#### [Provided text]
+-------+
Truths Behind Child Support Myths

Child support is a topic that many parents are familiar with on some level. However, a number of myths surround this topic, and some of what people think to be fact might actually be inaccurate. As someone who makes or receives child support payments, you should comb through the myths and get to know the true facts. This will help you to gain a better understanding of what child support is so that you can better uphold your child's best interests. Take a look at the truths behind a few common myths surrounding child support.

Truth: Child support payment totals are calculated based on guidelines specific to your state.

Some people believe that child support payment totals are always calculated the same way regardless of factors like location. Other people believe that parents can simply decide on their own how much to pay in child support. Both of these myths are debunked by the fact that each state has its own specific guidelines for calculating how much child support needs to be paid within a family. These guidelines focus on upholding the best interests of children as well as to maintain their lifestyle as closely to what they have been used to prior to the parents' split. To calculate child support, many states uses a formula that considers factors like the income of each parent; the child's expenses for things like education and health care; the amount of time that each parent spend with their child; and more. While the formulas and guidelines are somewhat similar across the board, there may be specific differences which vary from state to state. This makes it very important that you understand the guidelines specific to your state so that you are clear about how your child support payment totals were calculated.
+-------+
#### [Exercises to complete]
1 – Name each factor that the child support article lists as part of the formula many states use to calculate payments.
2 – Extend the article on child support myths with the next section, beginning right after its final sentence.

#### [Information shown]
+-------+
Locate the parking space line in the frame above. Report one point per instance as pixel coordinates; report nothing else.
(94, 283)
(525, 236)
+-------+
#### [Responses to the exercise]
1 –
- The income of each parent
- The child's expenses for things like education and health care
- The amount of time that each parent spends with the child

2 –
Truth: It is possible for child support payment totals to be reviewed and adjusted.

Once child support payment totals are calculated and approved by the court, they will be enforced at those amounts. Nevertheless, the belief that these initial totals are forever concrete isn't completely accurate. Parents can request the court to review and adjust their child support payment totals if circumstances call for it. Child support payments are meant to support parents as they uphold the best interests of their child. As a child grows older and their needs change, so will their expenses. Depending on how their needs change, it may also call for child support payment totals to increase or decrease. If you're making or receiving child support and feel as though the payment totals should be adjusted to better fit your child's needs, speak with your attorney. They can help you to understand what the process of requesting a review would entail in your state. 

Truth: Parents with shared custody may still deal with child support payments.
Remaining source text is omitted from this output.